EXERCISE GOAL: Pull out every line of the records below that contains the string "lamp".

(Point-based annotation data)
════

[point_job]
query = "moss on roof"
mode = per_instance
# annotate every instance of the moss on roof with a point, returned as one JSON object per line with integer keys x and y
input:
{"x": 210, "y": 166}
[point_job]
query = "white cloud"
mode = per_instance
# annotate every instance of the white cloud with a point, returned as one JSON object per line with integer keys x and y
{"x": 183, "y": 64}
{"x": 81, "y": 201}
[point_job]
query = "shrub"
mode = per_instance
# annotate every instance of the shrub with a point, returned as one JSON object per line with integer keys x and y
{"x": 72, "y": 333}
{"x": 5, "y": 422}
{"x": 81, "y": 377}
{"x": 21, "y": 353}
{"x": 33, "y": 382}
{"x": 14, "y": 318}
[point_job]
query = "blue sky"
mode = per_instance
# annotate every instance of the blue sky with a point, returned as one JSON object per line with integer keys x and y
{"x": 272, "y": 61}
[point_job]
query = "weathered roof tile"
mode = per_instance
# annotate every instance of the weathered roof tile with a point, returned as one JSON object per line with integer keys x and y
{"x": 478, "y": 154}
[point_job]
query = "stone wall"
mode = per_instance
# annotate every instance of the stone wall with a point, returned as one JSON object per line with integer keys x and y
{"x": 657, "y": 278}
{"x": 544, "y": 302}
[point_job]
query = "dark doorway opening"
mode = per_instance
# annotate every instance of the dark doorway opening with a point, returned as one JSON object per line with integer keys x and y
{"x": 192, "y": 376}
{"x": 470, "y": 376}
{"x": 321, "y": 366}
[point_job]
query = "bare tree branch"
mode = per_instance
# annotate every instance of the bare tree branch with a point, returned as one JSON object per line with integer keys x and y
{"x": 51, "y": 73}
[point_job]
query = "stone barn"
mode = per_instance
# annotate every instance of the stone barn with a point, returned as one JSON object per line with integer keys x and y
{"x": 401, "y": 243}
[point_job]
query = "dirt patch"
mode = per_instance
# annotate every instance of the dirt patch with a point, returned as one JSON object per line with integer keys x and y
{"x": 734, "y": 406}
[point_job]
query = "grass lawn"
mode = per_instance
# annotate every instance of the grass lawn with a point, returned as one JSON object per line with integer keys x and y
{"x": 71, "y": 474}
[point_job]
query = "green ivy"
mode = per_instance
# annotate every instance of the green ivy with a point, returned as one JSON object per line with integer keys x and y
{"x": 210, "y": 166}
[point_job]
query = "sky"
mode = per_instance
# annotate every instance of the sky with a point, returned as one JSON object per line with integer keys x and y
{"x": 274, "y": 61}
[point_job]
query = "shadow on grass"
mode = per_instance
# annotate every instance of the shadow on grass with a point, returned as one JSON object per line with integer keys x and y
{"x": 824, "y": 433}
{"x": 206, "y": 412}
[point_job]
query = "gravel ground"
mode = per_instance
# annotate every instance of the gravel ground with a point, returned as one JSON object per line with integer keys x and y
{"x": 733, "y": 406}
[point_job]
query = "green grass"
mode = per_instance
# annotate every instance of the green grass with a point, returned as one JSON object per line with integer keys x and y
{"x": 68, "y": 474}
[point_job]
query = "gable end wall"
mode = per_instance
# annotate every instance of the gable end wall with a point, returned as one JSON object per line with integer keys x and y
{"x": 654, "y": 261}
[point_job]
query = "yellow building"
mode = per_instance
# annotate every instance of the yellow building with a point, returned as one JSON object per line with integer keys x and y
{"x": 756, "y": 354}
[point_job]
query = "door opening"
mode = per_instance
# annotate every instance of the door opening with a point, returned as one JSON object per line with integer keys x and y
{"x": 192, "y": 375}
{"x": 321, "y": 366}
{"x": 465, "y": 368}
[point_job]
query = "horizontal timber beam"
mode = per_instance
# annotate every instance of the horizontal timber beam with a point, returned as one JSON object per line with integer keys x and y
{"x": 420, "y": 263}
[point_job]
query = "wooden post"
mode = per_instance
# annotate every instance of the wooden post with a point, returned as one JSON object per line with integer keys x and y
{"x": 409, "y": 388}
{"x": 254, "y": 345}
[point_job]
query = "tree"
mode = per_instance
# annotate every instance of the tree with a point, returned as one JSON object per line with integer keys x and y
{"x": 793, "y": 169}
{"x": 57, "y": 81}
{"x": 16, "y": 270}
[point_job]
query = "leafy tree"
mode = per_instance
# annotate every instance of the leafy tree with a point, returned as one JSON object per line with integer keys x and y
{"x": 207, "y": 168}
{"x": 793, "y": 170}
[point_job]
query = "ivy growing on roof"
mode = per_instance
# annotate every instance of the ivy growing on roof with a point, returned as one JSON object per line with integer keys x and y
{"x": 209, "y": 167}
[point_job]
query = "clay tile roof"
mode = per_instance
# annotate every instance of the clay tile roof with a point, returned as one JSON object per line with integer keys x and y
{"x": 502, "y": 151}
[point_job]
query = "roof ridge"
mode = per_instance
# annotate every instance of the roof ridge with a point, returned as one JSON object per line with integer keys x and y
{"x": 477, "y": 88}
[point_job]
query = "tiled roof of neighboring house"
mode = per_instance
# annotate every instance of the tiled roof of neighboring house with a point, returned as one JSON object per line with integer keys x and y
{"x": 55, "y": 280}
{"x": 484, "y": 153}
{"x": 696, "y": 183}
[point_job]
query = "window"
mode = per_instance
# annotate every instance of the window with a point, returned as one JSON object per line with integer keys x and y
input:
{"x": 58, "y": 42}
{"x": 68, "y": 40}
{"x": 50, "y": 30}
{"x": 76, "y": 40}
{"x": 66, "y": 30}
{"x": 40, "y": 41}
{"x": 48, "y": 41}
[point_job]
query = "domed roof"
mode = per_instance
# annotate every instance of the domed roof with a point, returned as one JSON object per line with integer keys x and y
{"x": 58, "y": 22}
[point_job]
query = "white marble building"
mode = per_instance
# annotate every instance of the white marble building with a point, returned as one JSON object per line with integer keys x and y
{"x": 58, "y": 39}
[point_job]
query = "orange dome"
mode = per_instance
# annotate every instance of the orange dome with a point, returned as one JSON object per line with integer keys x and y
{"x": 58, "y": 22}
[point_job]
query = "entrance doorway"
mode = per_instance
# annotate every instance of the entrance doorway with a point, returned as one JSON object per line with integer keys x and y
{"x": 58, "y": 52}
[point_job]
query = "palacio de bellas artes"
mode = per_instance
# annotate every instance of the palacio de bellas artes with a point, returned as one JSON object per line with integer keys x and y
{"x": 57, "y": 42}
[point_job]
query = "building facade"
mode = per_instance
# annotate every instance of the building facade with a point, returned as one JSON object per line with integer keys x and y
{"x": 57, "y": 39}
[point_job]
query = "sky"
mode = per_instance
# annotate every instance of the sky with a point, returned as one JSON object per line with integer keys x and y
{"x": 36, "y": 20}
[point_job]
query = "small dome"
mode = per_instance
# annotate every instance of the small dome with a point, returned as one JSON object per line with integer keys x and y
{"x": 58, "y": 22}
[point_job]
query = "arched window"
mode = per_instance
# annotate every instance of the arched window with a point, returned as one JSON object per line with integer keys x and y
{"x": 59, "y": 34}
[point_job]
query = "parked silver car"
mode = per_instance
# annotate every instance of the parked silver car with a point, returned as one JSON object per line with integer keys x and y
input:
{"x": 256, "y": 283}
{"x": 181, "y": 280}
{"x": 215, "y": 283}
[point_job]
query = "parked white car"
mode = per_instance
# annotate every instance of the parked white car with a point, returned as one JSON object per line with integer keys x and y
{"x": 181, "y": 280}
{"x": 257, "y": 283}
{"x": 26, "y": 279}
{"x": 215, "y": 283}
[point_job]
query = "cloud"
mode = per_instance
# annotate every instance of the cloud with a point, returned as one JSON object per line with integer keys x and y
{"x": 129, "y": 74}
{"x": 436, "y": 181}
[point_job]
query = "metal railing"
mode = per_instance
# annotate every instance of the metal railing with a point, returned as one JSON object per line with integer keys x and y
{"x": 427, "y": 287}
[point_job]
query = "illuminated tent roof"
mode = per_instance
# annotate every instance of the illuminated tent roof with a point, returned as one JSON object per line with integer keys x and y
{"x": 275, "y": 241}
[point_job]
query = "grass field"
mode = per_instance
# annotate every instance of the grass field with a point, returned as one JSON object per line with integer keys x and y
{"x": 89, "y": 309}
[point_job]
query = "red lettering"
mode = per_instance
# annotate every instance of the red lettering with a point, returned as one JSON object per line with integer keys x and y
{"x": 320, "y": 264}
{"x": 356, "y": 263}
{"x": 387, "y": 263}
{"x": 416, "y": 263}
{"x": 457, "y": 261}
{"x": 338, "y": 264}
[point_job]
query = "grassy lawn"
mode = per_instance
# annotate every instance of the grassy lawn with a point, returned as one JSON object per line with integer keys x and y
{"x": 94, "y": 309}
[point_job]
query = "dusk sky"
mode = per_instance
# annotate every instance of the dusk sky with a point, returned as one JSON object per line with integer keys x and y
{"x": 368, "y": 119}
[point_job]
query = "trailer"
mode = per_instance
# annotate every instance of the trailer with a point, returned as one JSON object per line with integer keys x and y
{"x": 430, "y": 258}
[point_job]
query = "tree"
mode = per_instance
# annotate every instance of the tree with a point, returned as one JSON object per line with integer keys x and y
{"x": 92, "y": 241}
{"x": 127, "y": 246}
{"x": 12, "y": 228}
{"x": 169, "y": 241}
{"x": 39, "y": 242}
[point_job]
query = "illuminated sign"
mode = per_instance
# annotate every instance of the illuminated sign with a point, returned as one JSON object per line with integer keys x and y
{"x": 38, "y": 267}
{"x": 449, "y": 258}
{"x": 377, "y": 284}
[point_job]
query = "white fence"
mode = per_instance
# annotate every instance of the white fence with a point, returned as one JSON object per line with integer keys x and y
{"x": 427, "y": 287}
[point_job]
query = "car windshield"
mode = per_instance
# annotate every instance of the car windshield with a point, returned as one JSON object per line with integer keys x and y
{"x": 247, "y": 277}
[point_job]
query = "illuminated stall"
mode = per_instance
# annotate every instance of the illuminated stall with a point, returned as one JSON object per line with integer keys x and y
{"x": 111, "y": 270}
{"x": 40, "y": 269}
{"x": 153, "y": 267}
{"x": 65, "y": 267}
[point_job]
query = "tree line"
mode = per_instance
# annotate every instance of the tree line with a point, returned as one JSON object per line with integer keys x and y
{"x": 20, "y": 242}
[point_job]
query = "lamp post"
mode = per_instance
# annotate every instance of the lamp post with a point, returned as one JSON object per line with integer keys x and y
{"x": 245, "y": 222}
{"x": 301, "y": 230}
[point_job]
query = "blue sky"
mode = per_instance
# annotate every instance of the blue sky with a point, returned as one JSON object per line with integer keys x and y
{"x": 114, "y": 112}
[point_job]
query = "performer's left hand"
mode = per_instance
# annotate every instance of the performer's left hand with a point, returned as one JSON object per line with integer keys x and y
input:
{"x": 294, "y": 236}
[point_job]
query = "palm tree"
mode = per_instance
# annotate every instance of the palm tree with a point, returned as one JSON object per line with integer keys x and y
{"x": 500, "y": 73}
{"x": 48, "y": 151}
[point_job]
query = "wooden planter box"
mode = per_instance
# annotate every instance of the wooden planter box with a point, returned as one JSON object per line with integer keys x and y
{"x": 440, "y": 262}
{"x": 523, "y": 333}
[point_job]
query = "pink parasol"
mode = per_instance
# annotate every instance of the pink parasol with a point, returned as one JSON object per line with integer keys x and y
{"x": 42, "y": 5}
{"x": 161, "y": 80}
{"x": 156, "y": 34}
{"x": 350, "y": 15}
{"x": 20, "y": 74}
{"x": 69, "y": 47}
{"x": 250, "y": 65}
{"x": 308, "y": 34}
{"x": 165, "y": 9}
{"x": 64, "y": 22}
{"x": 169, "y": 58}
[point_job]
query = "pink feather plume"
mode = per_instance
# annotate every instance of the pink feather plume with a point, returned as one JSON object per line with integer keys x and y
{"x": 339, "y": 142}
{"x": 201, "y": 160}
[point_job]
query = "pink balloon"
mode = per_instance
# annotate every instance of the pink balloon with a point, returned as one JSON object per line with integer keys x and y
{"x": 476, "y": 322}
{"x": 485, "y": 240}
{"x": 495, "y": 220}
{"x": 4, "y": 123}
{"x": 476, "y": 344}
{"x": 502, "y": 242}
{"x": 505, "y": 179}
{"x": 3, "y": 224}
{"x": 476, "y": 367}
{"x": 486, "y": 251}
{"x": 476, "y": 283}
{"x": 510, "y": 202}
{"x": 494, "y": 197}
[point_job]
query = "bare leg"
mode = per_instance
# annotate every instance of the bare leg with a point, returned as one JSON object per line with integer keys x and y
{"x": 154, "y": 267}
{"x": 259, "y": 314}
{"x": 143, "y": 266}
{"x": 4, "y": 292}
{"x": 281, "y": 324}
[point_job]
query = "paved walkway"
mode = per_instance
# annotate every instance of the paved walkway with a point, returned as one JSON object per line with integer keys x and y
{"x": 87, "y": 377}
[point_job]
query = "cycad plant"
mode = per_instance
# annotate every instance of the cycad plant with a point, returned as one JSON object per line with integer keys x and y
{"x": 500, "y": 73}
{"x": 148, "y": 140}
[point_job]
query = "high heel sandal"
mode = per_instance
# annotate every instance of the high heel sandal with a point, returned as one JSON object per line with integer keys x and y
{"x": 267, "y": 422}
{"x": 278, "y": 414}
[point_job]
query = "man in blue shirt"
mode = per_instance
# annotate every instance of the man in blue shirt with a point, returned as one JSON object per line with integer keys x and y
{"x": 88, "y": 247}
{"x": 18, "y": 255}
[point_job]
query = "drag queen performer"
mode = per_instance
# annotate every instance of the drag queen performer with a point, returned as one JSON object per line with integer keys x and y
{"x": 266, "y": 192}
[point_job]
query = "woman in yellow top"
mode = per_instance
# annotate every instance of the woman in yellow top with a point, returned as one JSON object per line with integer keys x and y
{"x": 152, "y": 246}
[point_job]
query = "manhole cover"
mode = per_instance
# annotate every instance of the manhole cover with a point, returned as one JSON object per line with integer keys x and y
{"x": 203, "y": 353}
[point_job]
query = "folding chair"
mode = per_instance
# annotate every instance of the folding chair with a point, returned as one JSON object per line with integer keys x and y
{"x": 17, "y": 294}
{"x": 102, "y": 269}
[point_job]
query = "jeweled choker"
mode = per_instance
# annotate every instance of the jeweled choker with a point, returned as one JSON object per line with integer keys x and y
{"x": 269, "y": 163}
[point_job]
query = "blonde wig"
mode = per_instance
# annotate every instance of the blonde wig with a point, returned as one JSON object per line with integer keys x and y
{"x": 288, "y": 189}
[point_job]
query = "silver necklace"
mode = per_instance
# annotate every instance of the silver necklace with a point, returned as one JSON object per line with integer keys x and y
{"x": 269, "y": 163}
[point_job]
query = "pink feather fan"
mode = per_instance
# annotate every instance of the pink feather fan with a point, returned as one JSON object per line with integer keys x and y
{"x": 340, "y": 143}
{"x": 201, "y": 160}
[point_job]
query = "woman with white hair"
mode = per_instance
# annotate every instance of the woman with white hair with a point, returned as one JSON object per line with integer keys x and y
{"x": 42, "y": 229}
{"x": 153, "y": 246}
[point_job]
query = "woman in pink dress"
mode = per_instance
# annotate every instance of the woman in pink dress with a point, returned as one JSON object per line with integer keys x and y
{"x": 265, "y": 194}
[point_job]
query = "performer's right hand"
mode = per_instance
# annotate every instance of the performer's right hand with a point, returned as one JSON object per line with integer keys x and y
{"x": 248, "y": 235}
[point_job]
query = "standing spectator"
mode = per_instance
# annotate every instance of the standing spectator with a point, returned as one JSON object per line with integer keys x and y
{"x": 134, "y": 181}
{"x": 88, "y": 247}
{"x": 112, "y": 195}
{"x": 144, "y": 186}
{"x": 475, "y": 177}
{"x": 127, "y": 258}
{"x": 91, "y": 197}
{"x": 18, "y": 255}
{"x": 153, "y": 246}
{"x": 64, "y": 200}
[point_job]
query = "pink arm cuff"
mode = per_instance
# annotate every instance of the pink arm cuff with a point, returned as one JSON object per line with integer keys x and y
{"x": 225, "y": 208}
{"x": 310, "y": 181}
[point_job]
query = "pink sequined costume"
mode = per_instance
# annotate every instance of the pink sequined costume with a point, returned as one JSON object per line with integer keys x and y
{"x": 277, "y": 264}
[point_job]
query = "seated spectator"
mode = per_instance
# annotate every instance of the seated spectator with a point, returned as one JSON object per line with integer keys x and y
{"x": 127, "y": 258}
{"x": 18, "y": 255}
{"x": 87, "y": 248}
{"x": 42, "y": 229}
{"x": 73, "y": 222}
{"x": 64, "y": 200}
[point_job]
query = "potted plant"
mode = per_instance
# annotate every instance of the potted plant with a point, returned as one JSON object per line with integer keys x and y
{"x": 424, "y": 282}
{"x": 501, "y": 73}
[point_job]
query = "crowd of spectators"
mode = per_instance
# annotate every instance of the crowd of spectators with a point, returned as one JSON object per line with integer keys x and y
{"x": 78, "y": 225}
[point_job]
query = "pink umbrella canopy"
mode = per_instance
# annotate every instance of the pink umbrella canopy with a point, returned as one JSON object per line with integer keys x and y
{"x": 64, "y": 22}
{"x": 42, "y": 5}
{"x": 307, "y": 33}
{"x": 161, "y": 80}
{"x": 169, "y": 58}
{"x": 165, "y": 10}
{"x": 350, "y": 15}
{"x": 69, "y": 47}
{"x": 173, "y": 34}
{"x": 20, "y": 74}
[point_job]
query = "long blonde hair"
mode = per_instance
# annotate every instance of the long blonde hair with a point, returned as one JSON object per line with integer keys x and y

════

EXPECTED OUTPUT:
query = "lamp post"
# annotate every instance of the lamp post with a point, returned as one JSON object per line with integer keys x and y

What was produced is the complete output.